(What you have to do) Below are the records; retype them exactly and omit each picture.

+++ Listed entries

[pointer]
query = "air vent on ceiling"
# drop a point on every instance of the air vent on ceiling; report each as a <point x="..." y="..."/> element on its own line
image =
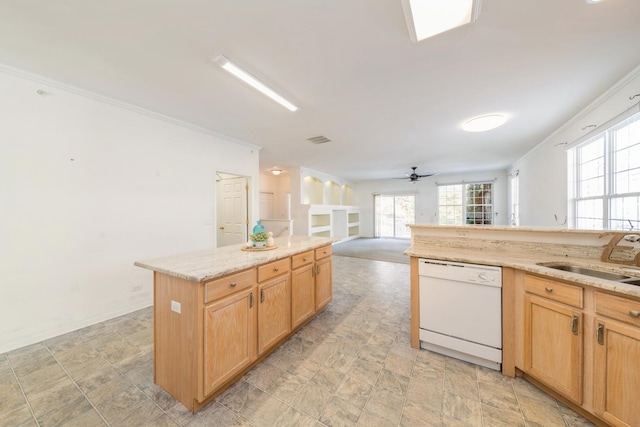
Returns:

++++++

(Output for this task)
[pointer]
query = "air vent on ceiling"
# drop a point on every instance of the air vent on ceiling; report each as a <point x="..." y="..."/> element on its own line
image =
Returns:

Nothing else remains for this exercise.